Data extracts section start

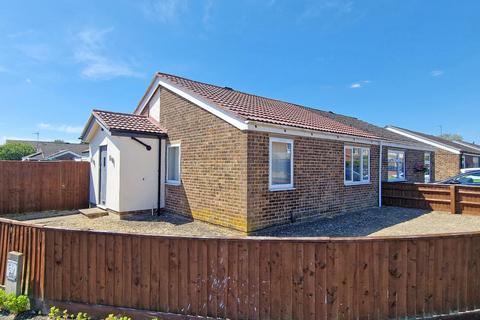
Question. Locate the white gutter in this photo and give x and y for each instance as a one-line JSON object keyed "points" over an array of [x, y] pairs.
{"points": [[380, 176]]}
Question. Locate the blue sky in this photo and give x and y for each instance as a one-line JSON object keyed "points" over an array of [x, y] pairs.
{"points": [[409, 63]]}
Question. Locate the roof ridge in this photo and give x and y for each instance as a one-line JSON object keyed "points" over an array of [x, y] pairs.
{"points": [[242, 92], [124, 113]]}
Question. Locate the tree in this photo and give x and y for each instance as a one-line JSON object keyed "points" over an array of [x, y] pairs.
{"points": [[15, 150], [451, 136]]}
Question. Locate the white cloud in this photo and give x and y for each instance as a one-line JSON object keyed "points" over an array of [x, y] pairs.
{"points": [[60, 128], [436, 73], [35, 51], [360, 84], [314, 9], [165, 11], [91, 52]]}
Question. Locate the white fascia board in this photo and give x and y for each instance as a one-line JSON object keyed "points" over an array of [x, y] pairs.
{"points": [[408, 146], [293, 131], [222, 114], [466, 145], [424, 140]]}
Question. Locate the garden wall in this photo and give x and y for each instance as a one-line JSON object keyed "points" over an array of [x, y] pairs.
{"points": [[257, 278]]}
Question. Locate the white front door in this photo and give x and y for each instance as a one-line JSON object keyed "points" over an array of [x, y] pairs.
{"points": [[427, 166], [103, 175]]}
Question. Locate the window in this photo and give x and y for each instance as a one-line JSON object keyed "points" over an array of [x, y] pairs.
{"points": [[281, 163], [173, 164], [396, 165], [357, 165], [427, 165]]}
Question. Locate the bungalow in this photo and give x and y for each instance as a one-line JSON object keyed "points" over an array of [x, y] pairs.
{"points": [[55, 150], [240, 160], [450, 156]]}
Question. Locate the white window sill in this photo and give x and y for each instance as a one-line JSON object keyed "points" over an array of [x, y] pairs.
{"points": [[281, 188], [356, 183]]}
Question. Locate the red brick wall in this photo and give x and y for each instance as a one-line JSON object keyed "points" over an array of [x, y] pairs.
{"points": [[318, 182], [213, 164], [447, 164], [412, 157]]}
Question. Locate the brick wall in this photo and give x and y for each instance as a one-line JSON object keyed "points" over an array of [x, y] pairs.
{"points": [[447, 164], [213, 164], [318, 182], [412, 157]]}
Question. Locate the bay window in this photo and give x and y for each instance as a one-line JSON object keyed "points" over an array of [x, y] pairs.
{"points": [[357, 165]]}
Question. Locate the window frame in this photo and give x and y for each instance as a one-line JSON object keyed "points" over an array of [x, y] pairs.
{"points": [[351, 182], [404, 166], [169, 181], [285, 186]]}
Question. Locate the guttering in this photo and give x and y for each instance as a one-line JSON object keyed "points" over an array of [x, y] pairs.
{"points": [[159, 187], [380, 163], [295, 131]]}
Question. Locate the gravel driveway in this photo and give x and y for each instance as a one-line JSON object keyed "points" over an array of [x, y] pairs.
{"points": [[386, 221]]}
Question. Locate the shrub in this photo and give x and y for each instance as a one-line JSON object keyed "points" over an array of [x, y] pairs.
{"points": [[15, 150], [117, 317], [16, 304]]}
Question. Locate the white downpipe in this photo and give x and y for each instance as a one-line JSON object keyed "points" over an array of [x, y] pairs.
{"points": [[380, 176]]}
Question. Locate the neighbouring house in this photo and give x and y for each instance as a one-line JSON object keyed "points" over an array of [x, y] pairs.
{"points": [[450, 156], [55, 151], [240, 160]]}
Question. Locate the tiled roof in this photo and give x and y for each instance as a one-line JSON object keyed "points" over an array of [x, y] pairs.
{"points": [[123, 122], [261, 109], [448, 143]]}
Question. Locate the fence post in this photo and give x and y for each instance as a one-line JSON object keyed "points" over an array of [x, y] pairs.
{"points": [[453, 199]]}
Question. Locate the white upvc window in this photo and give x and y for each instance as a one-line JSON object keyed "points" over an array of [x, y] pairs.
{"points": [[281, 164], [173, 163], [357, 165], [396, 165]]}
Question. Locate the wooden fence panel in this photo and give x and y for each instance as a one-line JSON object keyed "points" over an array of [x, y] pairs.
{"points": [[325, 278], [450, 198], [39, 186]]}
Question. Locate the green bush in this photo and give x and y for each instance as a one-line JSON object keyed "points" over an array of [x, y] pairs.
{"points": [[117, 317], [16, 150], [15, 304]]}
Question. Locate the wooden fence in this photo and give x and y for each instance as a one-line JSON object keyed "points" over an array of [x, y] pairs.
{"points": [[249, 278], [38, 186], [450, 198]]}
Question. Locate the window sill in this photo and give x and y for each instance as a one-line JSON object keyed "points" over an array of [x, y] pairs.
{"points": [[359, 183], [281, 189]]}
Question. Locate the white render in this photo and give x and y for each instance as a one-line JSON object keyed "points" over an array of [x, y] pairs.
{"points": [[132, 172]]}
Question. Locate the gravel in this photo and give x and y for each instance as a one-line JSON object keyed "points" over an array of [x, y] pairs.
{"points": [[386, 221]]}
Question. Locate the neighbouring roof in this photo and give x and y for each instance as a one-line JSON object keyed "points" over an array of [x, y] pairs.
{"points": [[117, 122], [249, 107], [368, 127], [468, 144], [462, 148], [48, 149]]}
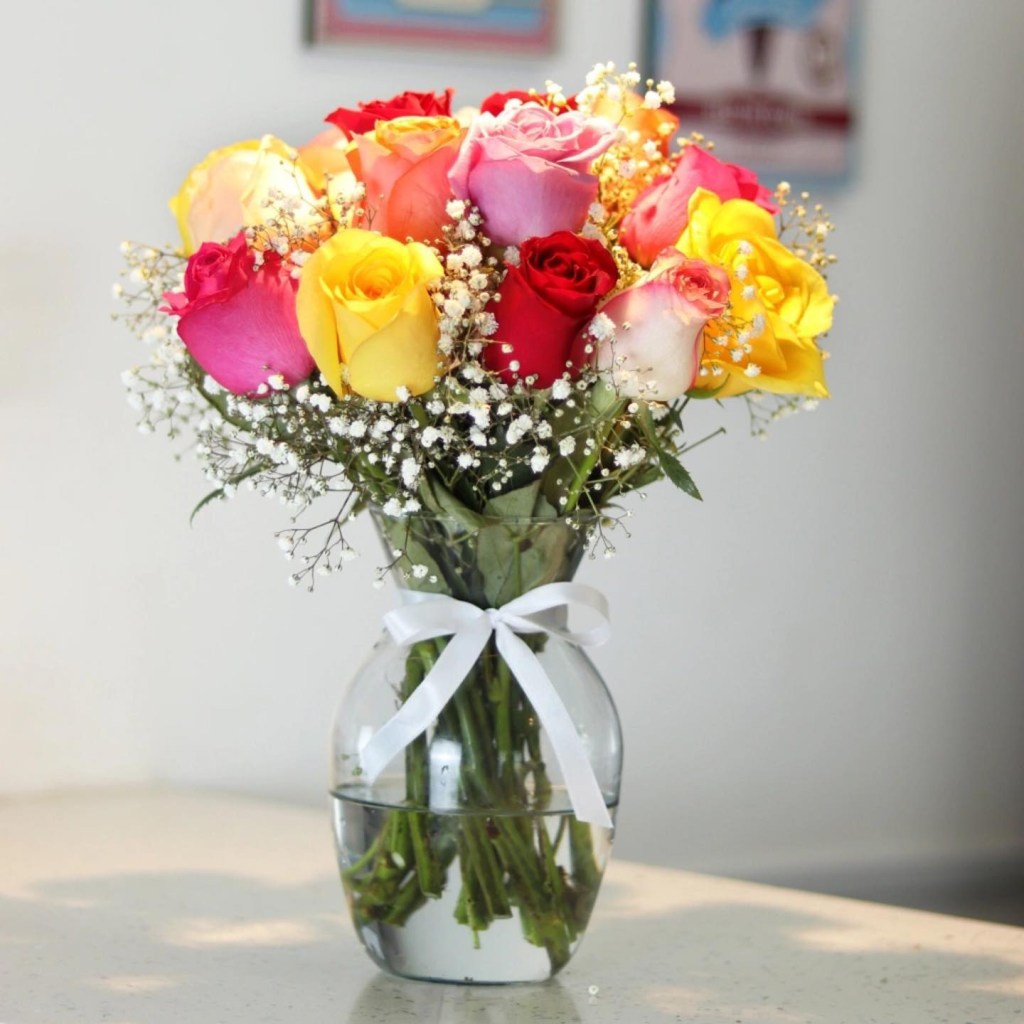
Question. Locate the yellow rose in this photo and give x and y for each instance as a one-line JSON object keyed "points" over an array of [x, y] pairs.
{"points": [[782, 299], [367, 316], [228, 190]]}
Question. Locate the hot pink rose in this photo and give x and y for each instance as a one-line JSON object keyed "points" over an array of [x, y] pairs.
{"points": [[239, 323], [528, 170], [659, 213], [654, 350]]}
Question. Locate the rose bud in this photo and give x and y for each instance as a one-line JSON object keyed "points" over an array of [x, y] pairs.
{"points": [[659, 215], [238, 322], [528, 170], [654, 350]]}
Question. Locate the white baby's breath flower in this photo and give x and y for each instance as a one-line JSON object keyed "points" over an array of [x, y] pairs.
{"points": [[539, 460], [410, 473], [561, 389], [602, 328]]}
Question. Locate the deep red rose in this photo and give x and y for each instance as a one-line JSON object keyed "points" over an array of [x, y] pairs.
{"points": [[406, 104], [497, 101], [544, 303], [239, 323]]}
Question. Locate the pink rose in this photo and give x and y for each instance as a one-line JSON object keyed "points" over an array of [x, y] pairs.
{"points": [[403, 165], [655, 347], [528, 170], [238, 323], [659, 214]]}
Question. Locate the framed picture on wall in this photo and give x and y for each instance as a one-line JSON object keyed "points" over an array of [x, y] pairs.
{"points": [[511, 26], [769, 81]]}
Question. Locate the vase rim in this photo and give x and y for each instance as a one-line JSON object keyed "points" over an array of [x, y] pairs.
{"points": [[478, 520]]}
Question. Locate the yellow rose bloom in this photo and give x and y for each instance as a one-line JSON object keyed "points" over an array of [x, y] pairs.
{"points": [[228, 190], [783, 301], [367, 316]]}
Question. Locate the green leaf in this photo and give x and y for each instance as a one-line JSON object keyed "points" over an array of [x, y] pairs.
{"points": [[513, 504], [212, 497], [680, 477], [671, 466]]}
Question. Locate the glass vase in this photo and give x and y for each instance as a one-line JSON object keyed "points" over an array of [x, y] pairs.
{"points": [[464, 860]]}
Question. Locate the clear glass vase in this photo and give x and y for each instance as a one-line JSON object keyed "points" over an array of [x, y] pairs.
{"points": [[463, 860]]}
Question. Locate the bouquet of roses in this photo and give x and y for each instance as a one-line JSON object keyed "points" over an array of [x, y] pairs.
{"points": [[469, 315]]}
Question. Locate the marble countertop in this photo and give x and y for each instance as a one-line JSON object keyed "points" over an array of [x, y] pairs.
{"points": [[144, 906]]}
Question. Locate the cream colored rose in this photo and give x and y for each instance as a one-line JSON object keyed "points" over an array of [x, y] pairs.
{"points": [[231, 188]]}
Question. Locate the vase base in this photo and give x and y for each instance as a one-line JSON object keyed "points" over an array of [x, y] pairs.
{"points": [[519, 928]]}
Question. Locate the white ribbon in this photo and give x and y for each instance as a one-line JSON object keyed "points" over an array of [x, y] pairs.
{"points": [[470, 628]]}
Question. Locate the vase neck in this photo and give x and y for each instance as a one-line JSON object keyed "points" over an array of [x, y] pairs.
{"points": [[487, 563]]}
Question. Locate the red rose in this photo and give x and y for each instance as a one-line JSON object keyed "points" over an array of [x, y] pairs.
{"points": [[544, 302], [406, 104], [239, 323], [659, 214], [497, 101]]}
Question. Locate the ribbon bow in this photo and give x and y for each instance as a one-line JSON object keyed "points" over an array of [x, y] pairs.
{"points": [[470, 628]]}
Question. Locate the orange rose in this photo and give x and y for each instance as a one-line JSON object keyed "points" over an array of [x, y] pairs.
{"points": [[403, 165], [657, 125]]}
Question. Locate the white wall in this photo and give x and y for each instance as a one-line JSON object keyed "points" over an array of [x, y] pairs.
{"points": [[822, 664]]}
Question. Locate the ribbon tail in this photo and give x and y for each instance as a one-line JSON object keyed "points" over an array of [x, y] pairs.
{"points": [[585, 794], [428, 699]]}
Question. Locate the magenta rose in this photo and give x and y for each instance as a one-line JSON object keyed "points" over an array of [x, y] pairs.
{"points": [[406, 104], [238, 323], [659, 213], [544, 302], [528, 170], [654, 350]]}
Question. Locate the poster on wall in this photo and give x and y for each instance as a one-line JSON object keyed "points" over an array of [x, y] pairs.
{"points": [[511, 26], [769, 81]]}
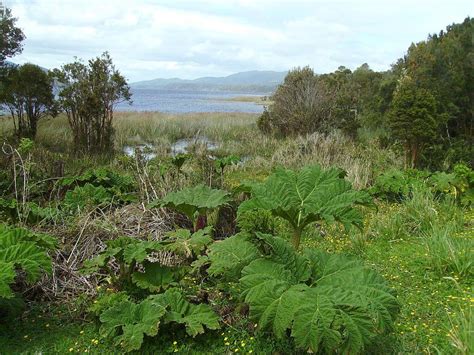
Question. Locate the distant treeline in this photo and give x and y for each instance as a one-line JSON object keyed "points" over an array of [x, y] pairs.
{"points": [[425, 102]]}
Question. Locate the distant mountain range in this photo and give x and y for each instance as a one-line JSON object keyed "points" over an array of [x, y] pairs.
{"points": [[255, 81]]}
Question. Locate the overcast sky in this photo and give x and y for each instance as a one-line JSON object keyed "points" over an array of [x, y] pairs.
{"points": [[192, 38]]}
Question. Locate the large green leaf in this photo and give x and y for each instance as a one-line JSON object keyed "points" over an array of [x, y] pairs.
{"points": [[312, 328], [194, 317], [306, 196], [22, 249], [192, 200], [348, 282], [331, 303], [7, 276], [230, 255], [133, 321]]}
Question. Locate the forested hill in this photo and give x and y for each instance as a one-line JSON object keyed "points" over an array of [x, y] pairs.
{"points": [[250, 81]]}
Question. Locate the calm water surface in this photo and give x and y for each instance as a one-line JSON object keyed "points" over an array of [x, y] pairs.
{"points": [[179, 101]]}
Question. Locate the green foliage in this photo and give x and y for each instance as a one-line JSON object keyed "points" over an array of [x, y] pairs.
{"points": [[397, 185], [107, 300], [439, 65], [302, 104], [118, 183], [190, 245], [87, 197], [25, 251], [128, 322], [156, 277], [229, 256], [394, 185], [28, 96], [307, 196], [88, 95], [257, 221], [133, 321], [97, 187], [140, 263], [194, 201], [330, 303], [126, 252], [12, 36], [179, 159], [413, 119], [180, 311], [229, 160], [29, 212], [447, 253]]}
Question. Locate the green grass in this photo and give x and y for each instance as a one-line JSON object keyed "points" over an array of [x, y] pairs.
{"points": [[57, 331], [436, 315], [430, 301]]}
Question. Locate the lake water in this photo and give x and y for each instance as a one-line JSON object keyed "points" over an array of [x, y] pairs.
{"points": [[180, 101]]}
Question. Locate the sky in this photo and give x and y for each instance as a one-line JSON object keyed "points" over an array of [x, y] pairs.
{"points": [[150, 39]]}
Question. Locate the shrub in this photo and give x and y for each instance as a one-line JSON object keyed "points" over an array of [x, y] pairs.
{"points": [[302, 104]]}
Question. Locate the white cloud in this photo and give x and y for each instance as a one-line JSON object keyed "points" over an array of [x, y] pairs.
{"points": [[189, 38]]}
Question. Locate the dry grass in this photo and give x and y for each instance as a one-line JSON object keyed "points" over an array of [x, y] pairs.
{"points": [[234, 133]]}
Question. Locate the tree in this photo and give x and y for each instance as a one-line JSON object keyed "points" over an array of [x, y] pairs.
{"points": [[413, 119], [302, 104], [444, 65], [28, 94], [12, 37], [89, 96]]}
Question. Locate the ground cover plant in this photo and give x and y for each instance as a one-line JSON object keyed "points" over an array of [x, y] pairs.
{"points": [[298, 231]]}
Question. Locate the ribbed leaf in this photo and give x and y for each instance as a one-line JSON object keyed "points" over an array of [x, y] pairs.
{"points": [[312, 325], [231, 255], [200, 198], [348, 282], [194, 317], [331, 303], [282, 252], [32, 260], [7, 276], [133, 320], [309, 195], [155, 277]]}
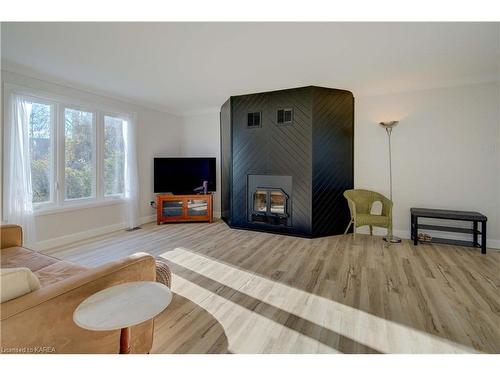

Data extracts section end

▶ Description of the task: The copy should hold exactly the lines from the line containing "Question. Locate the ribbed" through the end of the data, both ends included, and no pictures.

▶ Solution to the exercise:
Question. Locate the ribbed leaf in this photo and give x and y for each instance as a one-line JSON object keyed "points" over an array of [x, y] pairs.
{"points": [[312, 325], [231, 255], [200, 198], [348, 282], [194, 317], [331, 303], [282, 252], [32, 260], [7, 276], [133, 320], [309, 195], [155, 277]]}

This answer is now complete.